[Items stored from a collection]
....

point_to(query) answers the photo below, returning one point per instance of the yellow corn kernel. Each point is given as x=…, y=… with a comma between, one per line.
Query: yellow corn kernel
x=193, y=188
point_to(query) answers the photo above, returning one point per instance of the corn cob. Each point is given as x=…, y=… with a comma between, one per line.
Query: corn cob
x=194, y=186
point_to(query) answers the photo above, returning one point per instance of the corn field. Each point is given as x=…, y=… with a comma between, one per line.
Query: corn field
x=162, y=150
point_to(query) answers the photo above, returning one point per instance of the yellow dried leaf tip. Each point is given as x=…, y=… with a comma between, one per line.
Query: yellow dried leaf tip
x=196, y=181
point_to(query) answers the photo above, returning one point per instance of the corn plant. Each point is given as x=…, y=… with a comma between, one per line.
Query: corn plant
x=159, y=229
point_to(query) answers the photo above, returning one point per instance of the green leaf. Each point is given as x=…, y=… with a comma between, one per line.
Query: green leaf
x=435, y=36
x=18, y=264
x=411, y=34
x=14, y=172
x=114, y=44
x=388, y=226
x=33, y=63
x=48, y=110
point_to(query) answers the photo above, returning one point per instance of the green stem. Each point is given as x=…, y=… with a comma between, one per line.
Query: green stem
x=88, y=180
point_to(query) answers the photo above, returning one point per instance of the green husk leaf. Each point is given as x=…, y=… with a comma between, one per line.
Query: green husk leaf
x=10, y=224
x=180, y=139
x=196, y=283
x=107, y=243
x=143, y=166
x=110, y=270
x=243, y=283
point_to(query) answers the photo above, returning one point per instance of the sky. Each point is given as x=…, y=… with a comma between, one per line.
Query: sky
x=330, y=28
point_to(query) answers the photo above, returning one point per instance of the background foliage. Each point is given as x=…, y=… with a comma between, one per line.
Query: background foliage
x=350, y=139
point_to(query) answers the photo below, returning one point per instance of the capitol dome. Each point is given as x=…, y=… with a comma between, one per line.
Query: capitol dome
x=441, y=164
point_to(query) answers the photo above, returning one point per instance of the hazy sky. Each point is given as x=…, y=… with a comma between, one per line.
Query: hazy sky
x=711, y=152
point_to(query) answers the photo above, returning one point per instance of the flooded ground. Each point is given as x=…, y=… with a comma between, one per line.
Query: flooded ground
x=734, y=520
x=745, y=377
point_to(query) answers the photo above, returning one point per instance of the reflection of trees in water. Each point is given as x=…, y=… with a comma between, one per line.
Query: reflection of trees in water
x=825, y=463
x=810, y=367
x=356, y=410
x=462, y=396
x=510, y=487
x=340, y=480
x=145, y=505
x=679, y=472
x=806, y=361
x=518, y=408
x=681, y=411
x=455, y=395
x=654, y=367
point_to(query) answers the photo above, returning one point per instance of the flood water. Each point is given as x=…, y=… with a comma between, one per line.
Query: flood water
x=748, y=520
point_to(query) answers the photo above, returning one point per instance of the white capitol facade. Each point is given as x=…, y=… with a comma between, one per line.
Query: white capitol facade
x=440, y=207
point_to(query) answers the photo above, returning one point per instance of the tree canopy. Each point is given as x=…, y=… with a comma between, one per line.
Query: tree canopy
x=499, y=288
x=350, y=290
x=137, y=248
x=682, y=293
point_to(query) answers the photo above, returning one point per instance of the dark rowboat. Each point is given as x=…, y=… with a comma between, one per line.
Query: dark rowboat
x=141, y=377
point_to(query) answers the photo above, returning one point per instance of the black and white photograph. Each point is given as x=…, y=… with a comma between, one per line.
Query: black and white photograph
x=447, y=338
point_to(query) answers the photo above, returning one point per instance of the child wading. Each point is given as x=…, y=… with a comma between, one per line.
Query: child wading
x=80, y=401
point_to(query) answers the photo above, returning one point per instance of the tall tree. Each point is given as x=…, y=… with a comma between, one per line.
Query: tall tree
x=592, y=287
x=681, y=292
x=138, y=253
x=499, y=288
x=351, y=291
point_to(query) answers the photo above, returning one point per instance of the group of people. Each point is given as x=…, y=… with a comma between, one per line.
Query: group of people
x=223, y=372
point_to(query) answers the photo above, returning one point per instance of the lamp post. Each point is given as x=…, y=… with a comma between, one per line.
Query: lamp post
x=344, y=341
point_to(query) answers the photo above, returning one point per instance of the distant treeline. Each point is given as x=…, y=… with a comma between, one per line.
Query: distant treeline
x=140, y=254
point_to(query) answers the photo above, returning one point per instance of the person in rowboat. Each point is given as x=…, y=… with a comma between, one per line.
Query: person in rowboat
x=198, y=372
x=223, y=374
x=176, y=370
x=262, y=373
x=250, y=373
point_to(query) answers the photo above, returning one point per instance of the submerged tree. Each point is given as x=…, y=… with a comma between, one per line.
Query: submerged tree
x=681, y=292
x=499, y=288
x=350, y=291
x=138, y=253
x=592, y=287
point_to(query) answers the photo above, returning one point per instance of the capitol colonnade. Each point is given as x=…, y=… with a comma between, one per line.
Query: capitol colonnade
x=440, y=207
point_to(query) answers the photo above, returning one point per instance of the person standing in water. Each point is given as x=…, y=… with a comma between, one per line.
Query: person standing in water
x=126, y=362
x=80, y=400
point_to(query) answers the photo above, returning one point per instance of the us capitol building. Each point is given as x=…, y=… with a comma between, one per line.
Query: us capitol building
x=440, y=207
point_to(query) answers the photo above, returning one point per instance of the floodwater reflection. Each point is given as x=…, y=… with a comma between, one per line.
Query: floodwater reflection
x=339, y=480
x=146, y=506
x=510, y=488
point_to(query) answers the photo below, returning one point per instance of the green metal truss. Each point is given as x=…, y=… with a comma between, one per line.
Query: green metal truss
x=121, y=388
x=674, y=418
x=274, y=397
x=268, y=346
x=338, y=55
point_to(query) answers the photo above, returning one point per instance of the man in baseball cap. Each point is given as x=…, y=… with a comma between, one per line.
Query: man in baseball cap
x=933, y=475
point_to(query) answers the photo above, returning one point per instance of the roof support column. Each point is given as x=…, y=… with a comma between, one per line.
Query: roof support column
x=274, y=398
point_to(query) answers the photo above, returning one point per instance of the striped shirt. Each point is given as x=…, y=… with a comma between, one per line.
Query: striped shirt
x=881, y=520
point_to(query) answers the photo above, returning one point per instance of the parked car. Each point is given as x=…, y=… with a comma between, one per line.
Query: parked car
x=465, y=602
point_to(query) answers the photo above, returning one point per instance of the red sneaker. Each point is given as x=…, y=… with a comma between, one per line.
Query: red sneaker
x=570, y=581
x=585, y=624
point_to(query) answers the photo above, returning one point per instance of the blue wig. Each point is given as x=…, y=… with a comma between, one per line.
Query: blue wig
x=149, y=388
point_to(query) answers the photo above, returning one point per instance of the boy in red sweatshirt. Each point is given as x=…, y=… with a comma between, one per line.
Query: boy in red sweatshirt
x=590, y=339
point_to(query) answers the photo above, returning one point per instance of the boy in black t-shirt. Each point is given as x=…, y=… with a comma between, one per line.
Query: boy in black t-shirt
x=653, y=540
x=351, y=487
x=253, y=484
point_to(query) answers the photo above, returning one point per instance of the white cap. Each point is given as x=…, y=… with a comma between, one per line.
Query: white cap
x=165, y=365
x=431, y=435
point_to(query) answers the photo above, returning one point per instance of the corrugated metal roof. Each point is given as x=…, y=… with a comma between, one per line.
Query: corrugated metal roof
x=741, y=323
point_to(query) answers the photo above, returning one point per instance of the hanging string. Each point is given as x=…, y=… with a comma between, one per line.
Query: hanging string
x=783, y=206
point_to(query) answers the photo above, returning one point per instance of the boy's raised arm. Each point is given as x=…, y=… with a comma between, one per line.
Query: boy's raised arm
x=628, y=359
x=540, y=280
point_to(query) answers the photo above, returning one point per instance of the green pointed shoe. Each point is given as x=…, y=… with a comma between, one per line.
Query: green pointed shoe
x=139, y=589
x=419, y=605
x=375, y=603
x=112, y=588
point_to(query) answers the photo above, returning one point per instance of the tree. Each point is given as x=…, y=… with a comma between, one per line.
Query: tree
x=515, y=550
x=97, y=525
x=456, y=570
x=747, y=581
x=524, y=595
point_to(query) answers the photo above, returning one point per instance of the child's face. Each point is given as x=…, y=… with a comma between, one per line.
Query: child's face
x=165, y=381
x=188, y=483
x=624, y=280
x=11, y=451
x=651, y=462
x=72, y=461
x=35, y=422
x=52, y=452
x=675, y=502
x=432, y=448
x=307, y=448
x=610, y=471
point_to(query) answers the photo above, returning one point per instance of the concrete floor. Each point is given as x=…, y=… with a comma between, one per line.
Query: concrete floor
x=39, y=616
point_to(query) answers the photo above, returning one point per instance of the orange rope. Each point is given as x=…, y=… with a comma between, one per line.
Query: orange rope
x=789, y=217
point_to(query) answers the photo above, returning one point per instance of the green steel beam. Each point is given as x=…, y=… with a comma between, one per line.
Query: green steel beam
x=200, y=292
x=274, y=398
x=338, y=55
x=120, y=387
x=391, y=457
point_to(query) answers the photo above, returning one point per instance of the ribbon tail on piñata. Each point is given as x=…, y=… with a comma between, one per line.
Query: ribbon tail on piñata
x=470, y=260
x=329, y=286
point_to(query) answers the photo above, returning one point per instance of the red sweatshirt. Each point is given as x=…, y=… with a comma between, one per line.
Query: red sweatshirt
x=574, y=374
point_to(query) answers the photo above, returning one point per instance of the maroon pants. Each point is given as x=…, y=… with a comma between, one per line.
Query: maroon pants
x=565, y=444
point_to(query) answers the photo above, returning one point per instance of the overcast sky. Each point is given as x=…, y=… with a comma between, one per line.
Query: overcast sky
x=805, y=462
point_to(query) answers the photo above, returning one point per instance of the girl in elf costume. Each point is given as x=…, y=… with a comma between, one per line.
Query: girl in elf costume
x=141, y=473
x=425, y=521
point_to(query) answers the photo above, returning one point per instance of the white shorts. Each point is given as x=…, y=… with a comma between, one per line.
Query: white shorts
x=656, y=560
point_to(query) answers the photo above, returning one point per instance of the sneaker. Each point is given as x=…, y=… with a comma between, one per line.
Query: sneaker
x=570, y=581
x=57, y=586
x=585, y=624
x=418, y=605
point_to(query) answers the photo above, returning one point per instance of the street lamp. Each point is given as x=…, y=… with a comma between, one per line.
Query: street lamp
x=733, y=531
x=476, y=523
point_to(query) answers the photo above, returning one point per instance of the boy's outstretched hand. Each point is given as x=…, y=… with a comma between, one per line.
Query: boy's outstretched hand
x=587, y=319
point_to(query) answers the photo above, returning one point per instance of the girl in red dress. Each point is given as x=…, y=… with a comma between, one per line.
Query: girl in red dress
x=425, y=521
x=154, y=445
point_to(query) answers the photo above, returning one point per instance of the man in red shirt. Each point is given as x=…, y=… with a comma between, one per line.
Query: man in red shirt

....

Write out again the part that opens with the line containing "in elf costume." and closes with the line containing "x=154, y=445", requests included, adding 113 to every x and y coordinate in the answers.

Solution to the problem>
point_to(query) answers the photo above, returning one point per instance of the girl in elf costume. Each point is given as x=…, y=… with a comma between, one per line.
Query: girl in elf costume
x=254, y=586
x=538, y=634
point_to(query) answers the photo above, returning one point per instance of the white shorts. Each point is given as x=…, y=… with a comma between, one per line.
Query: white shorts
x=769, y=673
point_to(query) answers the photo above, returning one point per instance of the sneaker. Each point is given as x=…, y=… with a comma between, one per line.
Query: sneaker
x=683, y=694
x=170, y=699
x=698, y=737
x=531, y=718
point_to(query) answers the photo above, returning one point per instance of the street lamp. Each point is given as x=…, y=… with a comma between, one per line.
Query: street lamp
x=846, y=644
x=589, y=636
point_to(query) answers the photo above, returning one point per instance of the boy's outstretched hand. Each point is given as x=…, y=… with a comma between, one per line.
Query: boy's outstretched hand
x=700, y=432
point_to(query) answers the photo above, returning one point per instance of the girl in red dress. Each point is given as x=…, y=… with a comma between, one per line.
Query: girl in red dress
x=538, y=634
x=267, y=558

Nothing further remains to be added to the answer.